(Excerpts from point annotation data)
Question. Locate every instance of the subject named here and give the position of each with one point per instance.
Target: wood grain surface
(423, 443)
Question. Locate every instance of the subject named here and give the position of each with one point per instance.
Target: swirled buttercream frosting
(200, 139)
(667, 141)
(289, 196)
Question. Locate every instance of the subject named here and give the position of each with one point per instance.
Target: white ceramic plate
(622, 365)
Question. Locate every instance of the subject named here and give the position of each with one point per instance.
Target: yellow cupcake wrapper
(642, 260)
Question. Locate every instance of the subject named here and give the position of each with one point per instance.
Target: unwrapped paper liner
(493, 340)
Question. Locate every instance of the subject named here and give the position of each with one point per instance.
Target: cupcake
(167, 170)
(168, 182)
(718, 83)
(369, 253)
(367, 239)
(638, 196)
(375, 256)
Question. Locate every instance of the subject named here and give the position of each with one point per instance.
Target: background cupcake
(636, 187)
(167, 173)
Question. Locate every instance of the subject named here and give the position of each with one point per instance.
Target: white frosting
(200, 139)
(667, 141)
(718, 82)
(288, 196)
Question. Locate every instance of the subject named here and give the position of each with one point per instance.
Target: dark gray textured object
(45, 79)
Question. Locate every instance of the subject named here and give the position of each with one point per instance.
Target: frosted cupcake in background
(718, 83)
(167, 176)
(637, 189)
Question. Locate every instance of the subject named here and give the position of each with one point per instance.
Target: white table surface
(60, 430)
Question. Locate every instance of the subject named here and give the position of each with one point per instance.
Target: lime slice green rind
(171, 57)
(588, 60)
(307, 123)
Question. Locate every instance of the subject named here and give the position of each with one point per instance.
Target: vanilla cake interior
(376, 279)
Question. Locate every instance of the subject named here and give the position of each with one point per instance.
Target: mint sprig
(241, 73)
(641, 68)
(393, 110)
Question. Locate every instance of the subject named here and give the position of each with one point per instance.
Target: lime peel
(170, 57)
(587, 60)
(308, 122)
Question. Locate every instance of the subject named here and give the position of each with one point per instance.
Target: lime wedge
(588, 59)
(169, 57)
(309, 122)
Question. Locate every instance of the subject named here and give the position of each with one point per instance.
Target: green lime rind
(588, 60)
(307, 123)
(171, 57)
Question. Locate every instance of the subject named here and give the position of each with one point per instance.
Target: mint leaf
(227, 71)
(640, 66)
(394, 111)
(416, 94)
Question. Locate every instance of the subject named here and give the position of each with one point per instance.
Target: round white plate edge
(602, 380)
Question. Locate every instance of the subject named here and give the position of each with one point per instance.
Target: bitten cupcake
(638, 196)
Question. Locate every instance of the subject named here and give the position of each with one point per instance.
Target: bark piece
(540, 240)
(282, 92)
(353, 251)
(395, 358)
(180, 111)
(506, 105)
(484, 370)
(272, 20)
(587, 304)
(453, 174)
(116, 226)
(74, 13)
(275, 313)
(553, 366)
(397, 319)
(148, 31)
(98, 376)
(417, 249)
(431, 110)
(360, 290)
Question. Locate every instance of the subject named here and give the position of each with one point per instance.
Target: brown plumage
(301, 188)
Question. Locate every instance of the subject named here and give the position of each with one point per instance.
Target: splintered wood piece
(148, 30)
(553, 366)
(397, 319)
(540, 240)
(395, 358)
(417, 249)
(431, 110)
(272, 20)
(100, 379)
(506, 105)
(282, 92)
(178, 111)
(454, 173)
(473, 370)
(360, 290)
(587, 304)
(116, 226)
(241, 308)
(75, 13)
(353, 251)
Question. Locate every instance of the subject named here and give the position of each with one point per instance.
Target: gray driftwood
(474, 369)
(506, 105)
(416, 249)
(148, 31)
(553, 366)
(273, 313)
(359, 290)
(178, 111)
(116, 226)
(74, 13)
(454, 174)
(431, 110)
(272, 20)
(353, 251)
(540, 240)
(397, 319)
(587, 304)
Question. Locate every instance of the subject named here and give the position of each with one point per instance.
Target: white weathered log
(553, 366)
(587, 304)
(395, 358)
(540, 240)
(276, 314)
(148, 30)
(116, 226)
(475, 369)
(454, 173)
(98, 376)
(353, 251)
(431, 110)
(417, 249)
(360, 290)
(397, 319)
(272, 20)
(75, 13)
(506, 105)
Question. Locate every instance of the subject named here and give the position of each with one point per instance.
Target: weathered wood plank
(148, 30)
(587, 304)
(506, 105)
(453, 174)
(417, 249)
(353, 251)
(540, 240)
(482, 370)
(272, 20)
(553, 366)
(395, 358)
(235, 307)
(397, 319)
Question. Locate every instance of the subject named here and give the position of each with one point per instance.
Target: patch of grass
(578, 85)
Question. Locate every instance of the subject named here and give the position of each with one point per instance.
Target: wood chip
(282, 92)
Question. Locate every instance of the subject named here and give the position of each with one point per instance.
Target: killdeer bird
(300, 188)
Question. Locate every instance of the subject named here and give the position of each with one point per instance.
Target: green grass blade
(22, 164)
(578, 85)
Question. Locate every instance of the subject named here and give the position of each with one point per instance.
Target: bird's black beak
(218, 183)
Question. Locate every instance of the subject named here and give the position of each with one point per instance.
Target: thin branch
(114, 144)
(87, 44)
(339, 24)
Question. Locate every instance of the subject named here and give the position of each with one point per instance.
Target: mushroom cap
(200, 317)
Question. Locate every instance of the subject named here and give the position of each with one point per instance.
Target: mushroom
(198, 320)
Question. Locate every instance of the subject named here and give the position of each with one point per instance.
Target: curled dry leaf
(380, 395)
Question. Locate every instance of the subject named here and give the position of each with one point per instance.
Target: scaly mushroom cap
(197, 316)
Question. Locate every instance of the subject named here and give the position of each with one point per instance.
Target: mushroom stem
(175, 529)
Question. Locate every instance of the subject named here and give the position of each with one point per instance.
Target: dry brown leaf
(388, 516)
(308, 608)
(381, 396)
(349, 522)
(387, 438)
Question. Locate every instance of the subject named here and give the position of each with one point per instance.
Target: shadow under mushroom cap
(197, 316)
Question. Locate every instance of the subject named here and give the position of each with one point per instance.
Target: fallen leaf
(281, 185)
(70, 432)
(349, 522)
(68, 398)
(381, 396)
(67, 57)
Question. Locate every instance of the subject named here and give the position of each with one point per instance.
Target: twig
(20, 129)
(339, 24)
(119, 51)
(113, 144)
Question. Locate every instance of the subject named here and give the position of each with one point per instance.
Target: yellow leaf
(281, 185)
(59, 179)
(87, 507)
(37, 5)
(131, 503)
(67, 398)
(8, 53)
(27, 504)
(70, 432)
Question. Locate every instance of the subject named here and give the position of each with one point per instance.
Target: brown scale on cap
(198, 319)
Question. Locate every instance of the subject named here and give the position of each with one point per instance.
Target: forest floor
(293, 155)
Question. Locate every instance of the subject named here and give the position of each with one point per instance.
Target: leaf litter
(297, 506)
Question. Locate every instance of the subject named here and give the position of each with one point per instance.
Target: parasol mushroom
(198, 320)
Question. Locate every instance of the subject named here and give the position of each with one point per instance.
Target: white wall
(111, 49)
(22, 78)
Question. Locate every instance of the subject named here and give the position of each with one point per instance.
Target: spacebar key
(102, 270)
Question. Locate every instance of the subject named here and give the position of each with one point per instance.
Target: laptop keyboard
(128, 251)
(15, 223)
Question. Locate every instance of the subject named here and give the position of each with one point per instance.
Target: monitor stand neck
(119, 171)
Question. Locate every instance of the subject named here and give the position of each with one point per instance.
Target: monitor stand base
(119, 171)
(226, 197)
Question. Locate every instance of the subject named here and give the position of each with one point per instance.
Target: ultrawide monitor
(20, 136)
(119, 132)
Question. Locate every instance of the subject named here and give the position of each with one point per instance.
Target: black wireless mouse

» **WHAT YOU ARE ASKED TO DO**
Transcribe all of the lines in the records precisely.

» **SOLUTION**
Question. Locate every instance of the subject named here and give the position of each with one point per instance.
Target: wood grain surface
(423, 443)
Question. Locate every instance of the subject named here and give the position of each with one point per instance.
Target: swirled buttercream frosting
(200, 139)
(667, 141)
(289, 196)
Question. Locate every instance of the subject named here and give the position of each with one point per instance.
Target: white ceramic plate
(622, 365)
Question. Locate every instance of the subject named here and give the position of each with one point per instance.
Target: yellow cupcake wrapper
(642, 260)
Question. Locate every instance of the subject named here and give the position of each with one point per instance.
Target: unwrapped paper liner
(493, 340)
Question. Locate every instance of the subject named here and give the position of each with one point per instance.
Target: cupcake
(167, 170)
(168, 182)
(718, 83)
(369, 253)
(367, 239)
(638, 196)
(375, 256)
Question. Locate every instance of the subject named here and give the position of each with one point per instance.
Target: background cupcake
(636, 187)
(167, 173)
Question. Locate every instance of the subject named here and give the position of each with one point per instance.
Target: white frosting
(200, 139)
(667, 141)
(718, 82)
(288, 196)
Question. Locate every instance of the subject named here and give the position of each with one point per instance.
Target: dark gray textured object
(45, 79)
Question. Locate every instance of the subject named here and give the position of each with one point per instance.
Target: frosted cupcake in background
(718, 83)
(167, 176)
(637, 189)
Question. Locate every instance of the subject named here and give the position of each with one point per instance.
Target: white table surface
(60, 430)
Question. Locate every instance of the subject named here and give the position of each with one point per instance.
Target: lime slice green rind
(171, 57)
(588, 60)
(307, 123)
Question. Locate every instance of the subject named here and give the position of each with one point per instance.
Target: vanilla cake interior
(376, 279)
Question. Locate every instance of the subject named here and give the position of each with one point per instance.
Target: mint sprig
(241, 73)
(641, 68)
(393, 110)
Question. Locate every instance of the subject named here and give the position of each with one point per instance.
Target: lime peel
(170, 57)
(587, 60)
(308, 122)
Question. Locate every instance of the subject named here and give the position of each with one point per instance.
Target: lime wedge
(588, 59)
(169, 57)
(309, 122)
Question. Locate every instance of the subject named here and give the position of each with one point per instance.
Target: green lime rind
(588, 60)
(307, 123)
(171, 57)
Question. Locate every instance of the subject named here and give the position of each with one point per instance.
Target: mint leaf
(227, 71)
(640, 66)
(394, 111)
(416, 94)
Question. Locate every instance of the subject named here and give the position of each with one point per instance.
Target: round white plate edge
(602, 380)
Question. Locate every instance of the subject named here and give the position of each with one point per instance.
Target: bitten cupcake
(638, 196)
Question. Locate every instance of the subject named here and give the position of each with one point per instance.
Target: bark piece
(540, 240)
(282, 92)
(353, 251)
(395, 358)
(180, 111)
(506, 105)
(484, 370)
(272, 20)
(587, 304)
(453, 174)
(116, 226)
(74, 13)
(275, 313)
(553, 366)
(397, 319)
(148, 31)
(98, 376)
(417, 249)
(431, 110)
(360, 290)
Question. Locate every instance of the subject named here and give the position of each with one point per instance.
Target: brown plumage
(301, 188)
Question. Locate every instance of the subject named here and give the position of each with one point per instance.
Target: splintered wood piece
(148, 30)
(553, 366)
(397, 319)
(540, 240)
(395, 358)
(417, 249)
(431, 110)
(272, 20)
(100, 379)
(506, 105)
(282, 92)
(178, 111)
(454, 173)
(473, 370)
(360, 290)
(587, 304)
(116, 226)
(241, 308)
(75, 13)
(353, 251)
Question. Locate every instance of the subject named here and give the position of each with one point per instance.
Target: gray driftwood
(474, 369)
(506, 105)
(416, 249)
(148, 31)
(553, 366)
(273, 313)
(359, 290)
(178, 111)
(116, 226)
(74, 13)
(454, 174)
(431, 110)
(272, 20)
(353, 251)
(540, 240)
(397, 319)
(587, 304)
Question. Locate every instance of the subject named here and give the position of each with one point per instance.
Target: white weathered log
(553, 366)
(587, 304)
(395, 358)
(540, 240)
(276, 314)
(148, 30)
(116, 226)
(475, 369)
(454, 173)
(98, 376)
(353, 251)
(431, 110)
(417, 249)
(360, 290)
(397, 319)
(272, 20)
(75, 13)
(506, 105)
Question. Locate every instance of the subject named here and give the position of each with one point per instance.
Target: weathered wood plank
(148, 30)
(587, 304)
(506, 105)
(453, 174)
(417, 249)
(353, 251)
(540, 240)
(482, 370)
(272, 20)
(553, 366)
(395, 358)
(235, 307)
(397, 319)
Question. Locate every instance of the subject named here and give the position of each with one point per instance.
Target: patch of grass
(578, 85)
Question. Locate every instance of the subject named here and give the position of each with one point per instance.
Target: wood chip
(282, 92)
Question. Locate every instance of the subject named here and give the position of each with one point per instance.
Target: killdeer bird
(300, 188)
Question. Locate every instance of the subject named here and give the position of each with one point per instance.
Target: green grass blade
(22, 164)
(578, 85)
Question. Locate every instance of the subject named here and give the position of each with one point per instance.
Target: bird's black beak
(218, 183)
Question. Locate every instance of the subject named here and give the position of each with one point per instance.
Target: thin branch
(114, 144)
(87, 44)
(339, 24)
Question. Locate every instance of the subject named here and give the position of each with one point per instance.
Target: mushroom cap
(200, 317)
Question. Locate every instance of the subject named here and give the position of each with one point per instance.
Target: mushroom
(198, 320)
Question. Locate every instance of the subject named here and give the position of each with one point per instance.
Target: curled dry leaf
(380, 395)
Question. Locate every instance of the subject named here and give the position of each with one point per instance.
Target: scaly mushroom cap
(197, 316)
Question. Locate every instance of the subject named here and give the position of each with one point per instance.
Target: mushroom stem
(175, 529)
Question. Locate every instance of the subject named here and give the position of each with one point per instance.
Target: dry brown leaf
(388, 516)
(308, 608)
(381, 396)
(349, 522)
(387, 438)
Question. Locate every instance of the subject named here and give the position of each with one point per instance.
Target: shadow under mushroom cap
(197, 316)
Question. Locate every instance of the subject named here and give the position of each with one point per instance.
Target: fallen leaf
(281, 185)
(70, 432)
(349, 522)
(68, 398)
(381, 396)
(67, 57)
Question. Locate every instance of the subject named here and give the position of each with one point per instance.
Target: twig
(20, 129)
(339, 24)
(119, 51)
(113, 144)
Question. Locate every instance of the subject named here and give the position of each with one point per instance.
Target: yellow leaf
(281, 185)
(59, 179)
(87, 507)
(37, 5)
(131, 503)
(67, 398)
(8, 53)
(27, 504)
(70, 432)
Question. Locate every instance of the subject named here and give the position of each with one point per instance.
Target: brown scale on cap
(198, 319)
Question. Locate every instance of the subject named here and give the position of each with one point per instance.
Target: forest floor
(293, 155)
Question. Locate every instance of the subject named here and give the position of each with one point per instance.
Target: leaf litter
(297, 506)
Question. Locate every instance of the subject named here and give the position of each with one point per instance.
Target: parasol mushroom
(198, 320)
Question. Locate every instance of the subject named here and give the position of each with one point per instance.
Target: white wall
(111, 49)
(22, 78)
Question. Locate every instance of the subject named here and give the position of each with one point per instance.
Target: spacebar key
(102, 270)
Question. Locate every instance of the subject named here and give the position of each with one point per instance.
Target: laptop keyboard
(128, 251)
(15, 223)
Question. Locate every instance of the subject named here and give the position of each with one point per instance.
Target: monitor stand neck
(119, 171)
Question. Locate every instance of the subject named here and give the position of each with one point per instance.
Target: monitor stand base
(119, 171)
(226, 197)
Question. Locate every instance of the subject named here and give the position of each with one point per instance.
Target: ultrawide monitor
(20, 136)
(119, 132)
Question. Locate every instance of the subject named here and give the position of each with one point per instance.
Target: black wireless mouse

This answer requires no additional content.